*Excerpted text:*

╭──

Notes on 'COVID-19': That pandemic pitch of yours is way, way out there
In an alternate reality, Edward Riche imagines a coronavirus novel
From the reject pile:
Here are some notes on the manuscript for your novel COVID-19. Won't sugar-coat it, I did not much like this story.
First, that a new pandemic should originate in China and be caused by a never-before-seen virus that jumps to humans from another species is rather too predictable. This has happened before and has been steadily warned about by science for as long as we can remember.
Hasn't Bill Gates been banging this drum for the last decade? Haven't they made a couple of big movies with precisely that premise? That the virus in question originates from wildlife whose habitat we are destroying, also no surprise.
It is hard to believe that the world, in 2020, could be so unprepared for something so widely anticipated.
That the character of the president of the United States might be a malignant idiot isn't a stretch but we all felt that in this case you were laying it on a bit thick: stupid, corrupt, senile, sexual predator, compromised by Russian intelligence, with the symptoms of tertiary syphilis and addicted to speed? Further, supposing we accept this, it is too much to believe that such a character's failure to act on the pandemic would not be checked by other institutions. Is everyone in the United States going to sit on their hands while some horror clown in the Oval Office lets the country burn?

╰──

*Records supplied:*
╭──

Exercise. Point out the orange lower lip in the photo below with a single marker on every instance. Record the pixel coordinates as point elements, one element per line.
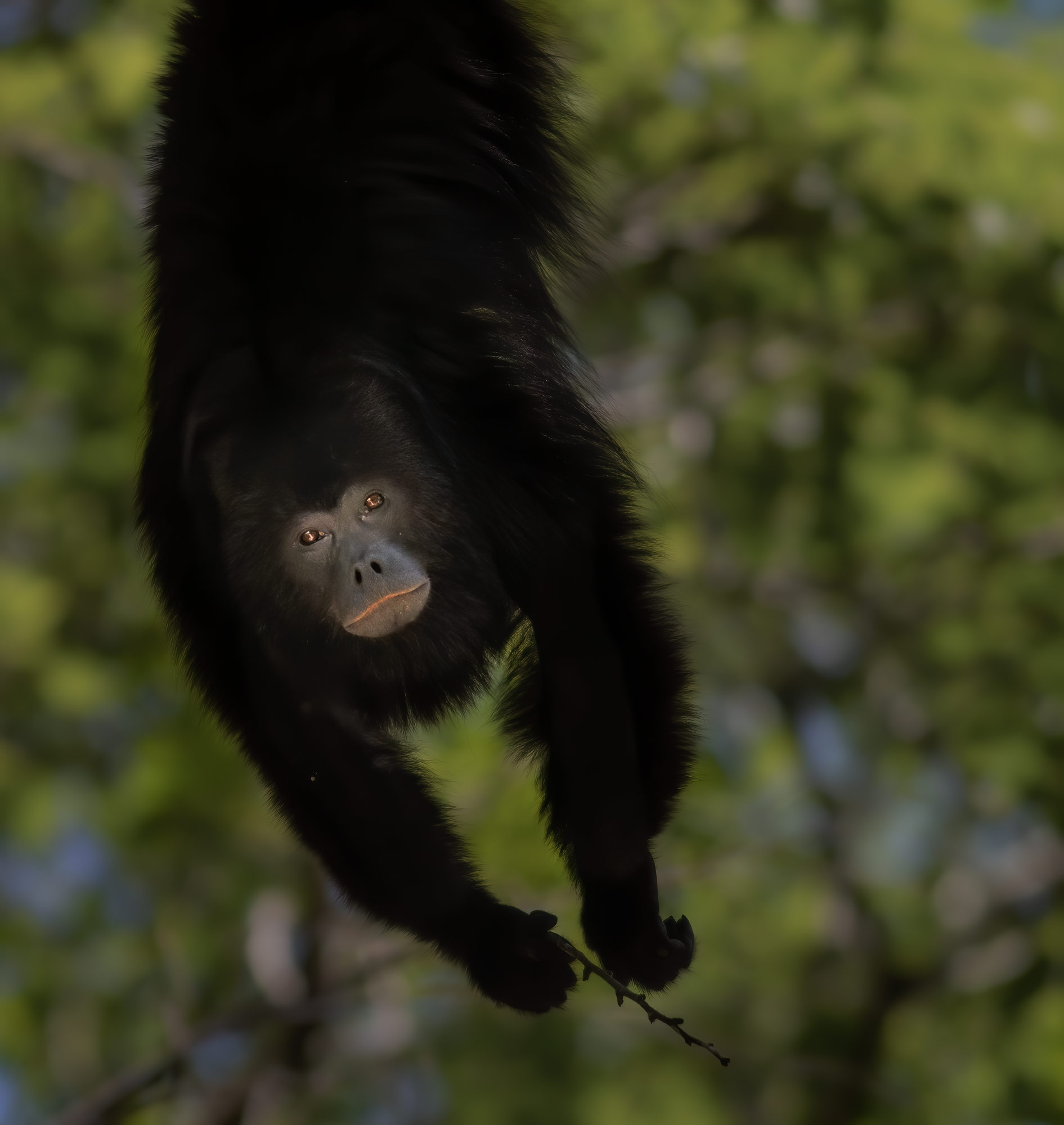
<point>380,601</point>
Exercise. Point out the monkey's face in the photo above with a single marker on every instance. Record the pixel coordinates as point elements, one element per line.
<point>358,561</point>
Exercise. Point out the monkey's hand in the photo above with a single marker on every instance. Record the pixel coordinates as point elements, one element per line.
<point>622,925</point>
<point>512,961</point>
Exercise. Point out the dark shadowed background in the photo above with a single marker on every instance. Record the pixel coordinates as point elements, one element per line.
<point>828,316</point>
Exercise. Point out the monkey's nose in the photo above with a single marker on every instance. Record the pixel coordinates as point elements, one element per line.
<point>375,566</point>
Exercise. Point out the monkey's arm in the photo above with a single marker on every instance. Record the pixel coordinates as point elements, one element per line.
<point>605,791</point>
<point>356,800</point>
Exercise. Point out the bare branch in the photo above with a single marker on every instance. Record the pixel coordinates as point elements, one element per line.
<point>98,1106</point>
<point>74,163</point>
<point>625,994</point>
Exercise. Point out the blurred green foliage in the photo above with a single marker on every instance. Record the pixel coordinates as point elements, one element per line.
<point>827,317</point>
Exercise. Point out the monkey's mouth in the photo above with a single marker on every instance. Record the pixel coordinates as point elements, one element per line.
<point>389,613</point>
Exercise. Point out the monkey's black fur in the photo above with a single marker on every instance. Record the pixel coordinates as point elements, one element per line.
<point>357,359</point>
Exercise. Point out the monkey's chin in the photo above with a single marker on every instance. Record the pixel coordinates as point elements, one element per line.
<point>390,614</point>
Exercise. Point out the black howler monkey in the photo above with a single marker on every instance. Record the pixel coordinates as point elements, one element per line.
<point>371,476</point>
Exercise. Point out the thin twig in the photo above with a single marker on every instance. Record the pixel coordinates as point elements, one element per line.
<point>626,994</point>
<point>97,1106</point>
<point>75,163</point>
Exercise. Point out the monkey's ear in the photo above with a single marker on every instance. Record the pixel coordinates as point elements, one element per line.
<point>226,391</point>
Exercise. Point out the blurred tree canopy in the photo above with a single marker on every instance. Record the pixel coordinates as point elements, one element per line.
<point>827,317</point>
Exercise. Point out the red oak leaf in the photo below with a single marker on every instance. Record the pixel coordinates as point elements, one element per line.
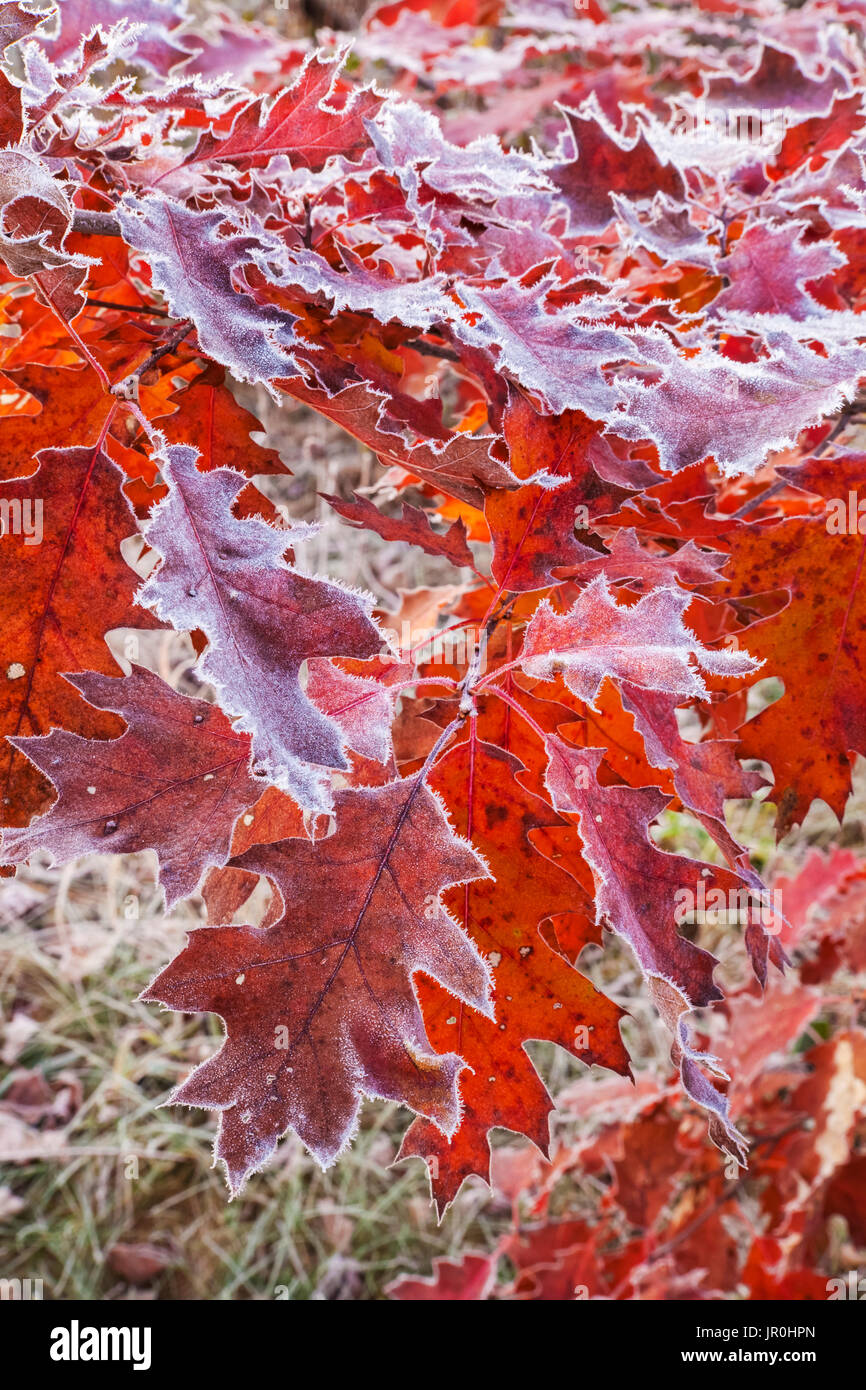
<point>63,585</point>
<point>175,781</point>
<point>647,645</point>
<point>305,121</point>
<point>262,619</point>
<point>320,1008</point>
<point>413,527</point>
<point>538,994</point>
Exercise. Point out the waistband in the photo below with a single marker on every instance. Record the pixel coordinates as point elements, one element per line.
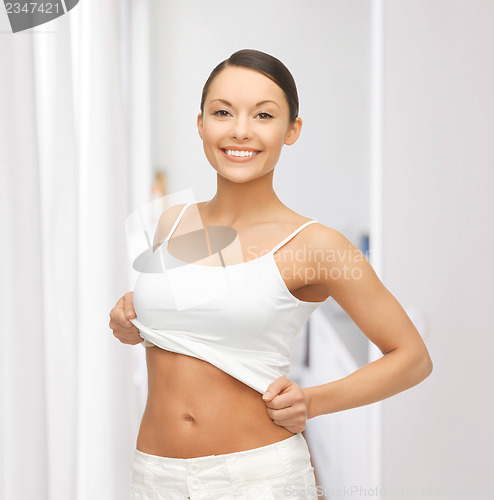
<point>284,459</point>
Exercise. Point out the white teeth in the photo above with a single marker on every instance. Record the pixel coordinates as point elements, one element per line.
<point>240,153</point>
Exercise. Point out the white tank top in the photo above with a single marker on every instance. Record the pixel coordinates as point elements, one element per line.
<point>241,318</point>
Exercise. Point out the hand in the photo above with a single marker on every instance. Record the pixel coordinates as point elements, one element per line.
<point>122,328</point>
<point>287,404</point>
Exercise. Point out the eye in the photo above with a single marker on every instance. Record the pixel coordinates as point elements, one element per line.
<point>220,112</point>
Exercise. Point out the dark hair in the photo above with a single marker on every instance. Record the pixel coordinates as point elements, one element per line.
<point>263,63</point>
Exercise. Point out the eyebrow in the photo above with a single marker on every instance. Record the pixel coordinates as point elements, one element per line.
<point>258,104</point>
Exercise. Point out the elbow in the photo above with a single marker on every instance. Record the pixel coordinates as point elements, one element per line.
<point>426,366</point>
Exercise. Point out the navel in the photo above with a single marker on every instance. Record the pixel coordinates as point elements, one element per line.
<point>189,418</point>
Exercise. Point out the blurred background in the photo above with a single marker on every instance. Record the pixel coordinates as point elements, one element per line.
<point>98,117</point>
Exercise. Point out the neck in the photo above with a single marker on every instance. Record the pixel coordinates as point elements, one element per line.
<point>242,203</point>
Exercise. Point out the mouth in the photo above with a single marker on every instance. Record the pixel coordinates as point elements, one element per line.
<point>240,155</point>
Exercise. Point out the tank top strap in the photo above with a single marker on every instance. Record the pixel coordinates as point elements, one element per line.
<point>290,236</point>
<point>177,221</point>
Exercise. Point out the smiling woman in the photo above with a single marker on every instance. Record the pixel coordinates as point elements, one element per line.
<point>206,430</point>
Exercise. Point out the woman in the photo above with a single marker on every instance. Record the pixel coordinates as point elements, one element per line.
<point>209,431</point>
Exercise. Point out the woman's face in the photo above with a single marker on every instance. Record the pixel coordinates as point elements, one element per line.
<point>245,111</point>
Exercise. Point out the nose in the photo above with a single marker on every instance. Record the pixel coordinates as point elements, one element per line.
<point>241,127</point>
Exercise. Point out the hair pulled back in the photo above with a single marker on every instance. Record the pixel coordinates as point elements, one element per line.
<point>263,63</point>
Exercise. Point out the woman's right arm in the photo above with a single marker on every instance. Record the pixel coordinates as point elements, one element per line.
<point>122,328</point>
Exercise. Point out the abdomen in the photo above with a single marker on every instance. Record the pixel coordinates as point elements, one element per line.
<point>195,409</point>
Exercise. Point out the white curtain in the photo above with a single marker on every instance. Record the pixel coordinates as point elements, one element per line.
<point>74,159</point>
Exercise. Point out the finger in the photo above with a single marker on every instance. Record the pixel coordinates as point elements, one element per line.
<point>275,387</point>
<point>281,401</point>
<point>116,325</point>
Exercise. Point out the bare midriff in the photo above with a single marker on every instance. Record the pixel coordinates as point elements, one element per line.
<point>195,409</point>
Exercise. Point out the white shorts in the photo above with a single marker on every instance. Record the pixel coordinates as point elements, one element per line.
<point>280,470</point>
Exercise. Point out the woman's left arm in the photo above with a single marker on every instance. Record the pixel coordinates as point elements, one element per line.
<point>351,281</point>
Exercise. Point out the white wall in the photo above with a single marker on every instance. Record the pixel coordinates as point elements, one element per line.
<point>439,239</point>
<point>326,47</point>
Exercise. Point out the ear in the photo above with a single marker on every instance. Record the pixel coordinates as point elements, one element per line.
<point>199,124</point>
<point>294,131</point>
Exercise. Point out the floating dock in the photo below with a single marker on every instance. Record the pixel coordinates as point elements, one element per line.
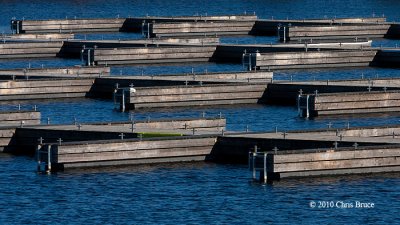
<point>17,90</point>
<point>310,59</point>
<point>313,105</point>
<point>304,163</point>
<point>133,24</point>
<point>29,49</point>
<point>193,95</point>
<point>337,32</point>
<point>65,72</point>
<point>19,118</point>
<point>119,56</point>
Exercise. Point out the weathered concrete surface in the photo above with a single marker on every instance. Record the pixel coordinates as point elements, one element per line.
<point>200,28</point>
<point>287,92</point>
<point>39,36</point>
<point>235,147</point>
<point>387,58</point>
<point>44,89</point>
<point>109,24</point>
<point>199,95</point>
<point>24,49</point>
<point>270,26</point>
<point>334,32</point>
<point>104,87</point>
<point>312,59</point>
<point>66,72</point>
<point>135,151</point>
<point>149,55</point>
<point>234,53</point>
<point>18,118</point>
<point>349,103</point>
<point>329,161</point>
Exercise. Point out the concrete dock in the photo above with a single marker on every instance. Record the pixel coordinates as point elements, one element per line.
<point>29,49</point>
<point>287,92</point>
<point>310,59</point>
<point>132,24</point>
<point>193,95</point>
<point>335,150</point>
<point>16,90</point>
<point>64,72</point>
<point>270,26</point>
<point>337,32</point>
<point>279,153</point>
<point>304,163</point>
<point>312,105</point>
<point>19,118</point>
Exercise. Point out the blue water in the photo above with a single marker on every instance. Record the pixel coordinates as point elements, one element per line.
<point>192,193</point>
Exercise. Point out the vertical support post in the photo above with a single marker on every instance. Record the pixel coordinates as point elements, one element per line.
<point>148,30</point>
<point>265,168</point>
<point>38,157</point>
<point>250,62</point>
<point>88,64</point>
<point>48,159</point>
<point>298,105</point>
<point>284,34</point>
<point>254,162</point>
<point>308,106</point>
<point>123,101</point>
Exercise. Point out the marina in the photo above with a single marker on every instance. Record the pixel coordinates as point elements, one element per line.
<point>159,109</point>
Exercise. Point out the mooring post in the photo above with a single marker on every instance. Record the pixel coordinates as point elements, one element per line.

╰──

*Exercise set:*
1 – In the notes on the COVID-19 manuscript, list every trait or condition attributed to the character of the president of the United States in the string that follows "laying it on a bit thick".
2 – According to the notes on the COVID-19 manuscript, what public figure has been "banging this drum for the last decade"?
3 – Reproduce the passage from the notes on the COVID-19 manuscript starting with "Notes on 'COVID-19': That" and going on through "also no surprise.".

*Expected results:*
1 –
stupid
corrupt
senile
sexual predator
compromised by Russian intelligence
with the symptoms of tertiary syphilis
addicted to speed

2 – Bill Gates

3 –
Notes on 'COVID-19': That pandemic pitch of yours is way, way out there
In an alternate reality, Edward Riche imagines a coronavirus novel
From the reject pile:
Here are some notes on the manuscript for your novel COVID-19. Won't sugar-coat it, I did not much like this story.
First, that a new pandemic should originate in China and be caused by a never-before-seen virus that jumps to humans from another species is rather too predictable. This has happened before and has been steadily warned about by science for as long as we can remember.
Hasn't Bill Gates been banging this drum for the last decade? Haven't they made a couple of big movies with precisely that premise? That the virus in question originates from wildlife whose habitat we are destroying, also no surprise.